▸ Task item: Return every line of the listing exactly as written.
#####
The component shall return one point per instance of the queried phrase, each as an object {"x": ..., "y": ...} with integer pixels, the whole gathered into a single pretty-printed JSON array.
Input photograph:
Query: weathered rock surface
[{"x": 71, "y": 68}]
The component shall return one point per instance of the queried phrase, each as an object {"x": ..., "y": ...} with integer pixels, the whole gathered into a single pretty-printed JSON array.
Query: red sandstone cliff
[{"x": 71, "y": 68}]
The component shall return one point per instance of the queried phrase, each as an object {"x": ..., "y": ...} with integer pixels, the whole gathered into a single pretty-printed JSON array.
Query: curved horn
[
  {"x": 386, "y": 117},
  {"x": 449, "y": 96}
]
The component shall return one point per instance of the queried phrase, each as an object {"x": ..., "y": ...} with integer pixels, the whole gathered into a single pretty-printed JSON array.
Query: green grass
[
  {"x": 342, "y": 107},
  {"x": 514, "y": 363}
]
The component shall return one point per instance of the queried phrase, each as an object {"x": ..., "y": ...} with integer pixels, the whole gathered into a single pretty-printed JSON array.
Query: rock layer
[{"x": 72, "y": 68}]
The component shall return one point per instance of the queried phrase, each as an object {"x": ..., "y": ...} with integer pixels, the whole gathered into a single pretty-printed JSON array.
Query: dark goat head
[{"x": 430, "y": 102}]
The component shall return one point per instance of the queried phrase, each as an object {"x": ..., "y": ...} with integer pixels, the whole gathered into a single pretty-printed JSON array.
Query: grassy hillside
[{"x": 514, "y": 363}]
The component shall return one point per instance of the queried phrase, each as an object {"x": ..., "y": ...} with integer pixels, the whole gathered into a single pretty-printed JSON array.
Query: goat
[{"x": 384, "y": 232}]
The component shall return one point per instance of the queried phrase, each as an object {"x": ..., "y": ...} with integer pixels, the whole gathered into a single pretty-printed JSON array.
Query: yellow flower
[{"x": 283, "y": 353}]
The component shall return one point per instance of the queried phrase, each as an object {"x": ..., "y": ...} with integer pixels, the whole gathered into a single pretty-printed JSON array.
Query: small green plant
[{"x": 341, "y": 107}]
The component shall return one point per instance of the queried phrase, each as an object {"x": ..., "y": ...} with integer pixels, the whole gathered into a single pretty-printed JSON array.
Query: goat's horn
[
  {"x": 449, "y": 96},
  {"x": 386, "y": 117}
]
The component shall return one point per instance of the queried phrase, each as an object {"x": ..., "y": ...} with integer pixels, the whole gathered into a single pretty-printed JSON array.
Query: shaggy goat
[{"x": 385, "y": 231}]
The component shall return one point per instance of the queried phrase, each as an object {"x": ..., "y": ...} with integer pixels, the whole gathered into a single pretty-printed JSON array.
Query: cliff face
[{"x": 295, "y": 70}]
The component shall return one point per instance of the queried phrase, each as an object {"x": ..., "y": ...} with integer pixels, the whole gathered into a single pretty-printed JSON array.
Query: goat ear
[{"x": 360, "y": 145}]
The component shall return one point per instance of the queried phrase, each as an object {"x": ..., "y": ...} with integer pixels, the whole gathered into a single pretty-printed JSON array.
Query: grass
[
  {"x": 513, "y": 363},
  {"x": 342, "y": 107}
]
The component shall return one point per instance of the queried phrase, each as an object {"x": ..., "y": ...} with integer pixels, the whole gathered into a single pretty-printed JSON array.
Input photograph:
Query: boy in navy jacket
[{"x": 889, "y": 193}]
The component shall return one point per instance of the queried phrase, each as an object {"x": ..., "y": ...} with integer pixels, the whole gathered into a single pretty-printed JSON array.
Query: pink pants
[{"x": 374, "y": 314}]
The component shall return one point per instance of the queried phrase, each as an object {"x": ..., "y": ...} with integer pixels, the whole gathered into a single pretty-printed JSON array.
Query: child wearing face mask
#####
▸ Exercise response:
The component shall return one point per instance of the queried phrase, each as an object {"x": ..., "y": ...} with integer pixels, the whole gathered into a single pretty-printed JSON array.
Input photograph:
Query: weathered rock surface
[{"x": 71, "y": 68}]
The component shall return one point per instance of the queried phrase, each as an object {"x": ..., "y": ...} with integer pixels, the whole gathered into a single pretty-printed JSON array.
Query: red sandstone cliff
[{"x": 71, "y": 68}]
The component shall return one point per instance of the queried phrase, each as an object {"x": ..., "y": ...} with integer pixels, the whole gathered into a single pretty-printed JSON array.
Query: curved horn
[
  {"x": 386, "y": 117},
  {"x": 449, "y": 96}
]
The component shall return one point per instance of the queried phrase, each as an object {"x": ..., "y": ...} with integer pixels, the whole gathered into a single pretty-printed JSON array.
Query: green grass
[
  {"x": 342, "y": 107},
  {"x": 514, "y": 363}
]
The component shall return one point per instance of the queried phrase, each as an object {"x": ..., "y": ...} with integer pixels, the whole gathered into a single pretty-printed JSON array.
Query: rock layer
[{"x": 72, "y": 68}]
The component shall return one point per instance of the queried phrase, each as an object {"x": ..., "y": ...} with integer pixels, the whole gathered into a single pretty-printed JSON array.
Query: dark goat head
[{"x": 430, "y": 102}]
The component shall return one point per instance of the queried phrase, each as an object {"x": ..., "y": ...} with integer pixels, the whole gathered into a single pretty-printed JSON array.
Query: grassy hillside
[{"x": 514, "y": 363}]
The component shall return one point per instance of the queried phrase, each as an object {"x": ..., "y": ...} with integer pixels, the whole gathered into a single pretty-printed JSON array.
Query: goat
[{"x": 384, "y": 232}]
The component shall return one point per instance of the queried phrase, each as an object {"x": ..., "y": ...} with integer pixels, the whole gathered into a single pretty-printed JSON array.
Query: yellow flower
[{"x": 283, "y": 353}]
The component shall return one point per instance of the queried phrase, each as an object {"x": ..., "y": ...} with integer pixels, the whole gathered into a single pretty-printed JSON array.
Query: small green plant
[{"x": 341, "y": 107}]
The component shall return one point per instance of the queried phrase, each as an object {"x": ..., "y": ...} with integer pixels, the whole gathered into a single pretty-printed JSON array.
Query: goat's horn
[
  {"x": 449, "y": 96},
  {"x": 386, "y": 117}
]
The component shall return one point per instance of the queried phrase, each as an object {"x": ..., "y": ...} with integer pixels, the whole gathered into a single pretty-printed JSON array.
Query: shaggy goat
[{"x": 385, "y": 231}]
The component shall return one point per instance of the queried phrase, each as an object {"x": ..., "y": ...} with integer pixels, the whole gathered into a single pretty-printed JSON array.
Query: cliff face
[{"x": 295, "y": 70}]
The component shall return one point per instance of the queried phrase, each as an object {"x": ..., "y": ...} with integer pixels, the whole gathered into a single pretty-printed JSON array.
Query: goat ear
[{"x": 360, "y": 145}]
The component shall return one point per instance of the queried phrase, each as an object {"x": ..., "y": ...} with integer pixels, the whole gathered into a single pretty-printed JSON array.
Query: grass
[
  {"x": 513, "y": 363},
  {"x": 342, "y": 107}
]
The component shall return one point per instance of the queried phrase, each as an object {"x": ..., "y": ...} with integer pixels, the whole gathered into a single pretty-printed JSON array.
Input photograph:
Query: boy in navy jacket
[{"x": 889, "y": 193}]
The component shall return one point per instance of the queried phrase, each as an object {"x": ..., "y": ...} with integer pixels, the whole gathered into a single pretty-printed JSON array.
Query: pink pants
[{"x": 374, "y": 314}]
The component shall return one point per instance of the queried phrase, each as an object {"x": ..., "y": ...} with integer pixels, the whole gathered into a single pretty-printed JSON array.
Query: child wearing face mask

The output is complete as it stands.